[Stored data]

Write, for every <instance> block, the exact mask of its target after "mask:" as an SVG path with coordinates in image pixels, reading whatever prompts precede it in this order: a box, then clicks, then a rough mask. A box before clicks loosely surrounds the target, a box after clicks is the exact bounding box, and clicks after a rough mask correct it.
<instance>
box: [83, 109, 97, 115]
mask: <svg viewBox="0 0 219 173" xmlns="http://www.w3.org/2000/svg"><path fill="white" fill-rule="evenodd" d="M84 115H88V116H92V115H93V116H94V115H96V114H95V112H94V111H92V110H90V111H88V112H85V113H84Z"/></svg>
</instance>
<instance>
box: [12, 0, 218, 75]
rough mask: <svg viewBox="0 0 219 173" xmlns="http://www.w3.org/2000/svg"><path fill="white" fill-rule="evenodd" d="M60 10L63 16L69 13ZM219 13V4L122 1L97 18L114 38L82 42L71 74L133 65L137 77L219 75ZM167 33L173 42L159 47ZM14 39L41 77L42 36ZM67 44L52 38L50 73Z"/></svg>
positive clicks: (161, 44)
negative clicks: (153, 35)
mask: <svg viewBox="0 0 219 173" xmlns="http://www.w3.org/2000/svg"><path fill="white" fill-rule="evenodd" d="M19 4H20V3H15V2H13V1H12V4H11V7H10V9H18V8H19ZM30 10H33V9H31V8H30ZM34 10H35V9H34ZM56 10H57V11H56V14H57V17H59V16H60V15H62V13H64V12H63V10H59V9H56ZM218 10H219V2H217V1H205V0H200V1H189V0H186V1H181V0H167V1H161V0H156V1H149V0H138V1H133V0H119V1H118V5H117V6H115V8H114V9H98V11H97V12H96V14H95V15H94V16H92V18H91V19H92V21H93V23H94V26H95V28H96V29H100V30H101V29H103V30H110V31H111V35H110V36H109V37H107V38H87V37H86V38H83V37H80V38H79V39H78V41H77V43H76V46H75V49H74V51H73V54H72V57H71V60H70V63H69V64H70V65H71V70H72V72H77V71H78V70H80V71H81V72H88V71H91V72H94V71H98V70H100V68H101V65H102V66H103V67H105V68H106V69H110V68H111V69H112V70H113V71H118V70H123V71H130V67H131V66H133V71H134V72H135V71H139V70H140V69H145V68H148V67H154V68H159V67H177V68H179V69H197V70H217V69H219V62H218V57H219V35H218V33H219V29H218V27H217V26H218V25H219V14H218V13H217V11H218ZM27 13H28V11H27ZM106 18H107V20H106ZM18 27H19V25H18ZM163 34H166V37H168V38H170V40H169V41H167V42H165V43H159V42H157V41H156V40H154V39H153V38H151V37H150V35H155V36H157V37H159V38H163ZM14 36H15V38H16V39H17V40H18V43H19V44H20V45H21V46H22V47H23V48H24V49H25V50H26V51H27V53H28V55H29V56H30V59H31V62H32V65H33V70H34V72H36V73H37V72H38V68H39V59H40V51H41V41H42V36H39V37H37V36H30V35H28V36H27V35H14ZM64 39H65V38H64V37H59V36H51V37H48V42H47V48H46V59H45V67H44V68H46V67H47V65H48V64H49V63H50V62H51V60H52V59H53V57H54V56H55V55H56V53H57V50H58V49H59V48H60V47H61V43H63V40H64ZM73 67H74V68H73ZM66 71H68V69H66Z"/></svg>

* TO DO
I'd like the lines above from the one with "rough mask: <svg" up to and including the one with "positive clicks: (161, 44)" copied exactly, with no other lines.

* TASK SOLUTION
rough mask: <svg viewBox="0 0 219 173" xmlns="http://www.w3.org/2000/svg"><path fill="white" fill-rule="evenodd" d="M60 10L63 16L69 13ZM219 13V4L122 1L97 18L114 38L82 42L71 74L133 65L137 77L219 75ZM167 33L173 42L159 47ZM14 39L41 77L42 36ZM67 44L52 38L50 73Z"/></svg>
positive clicks: (161, 44)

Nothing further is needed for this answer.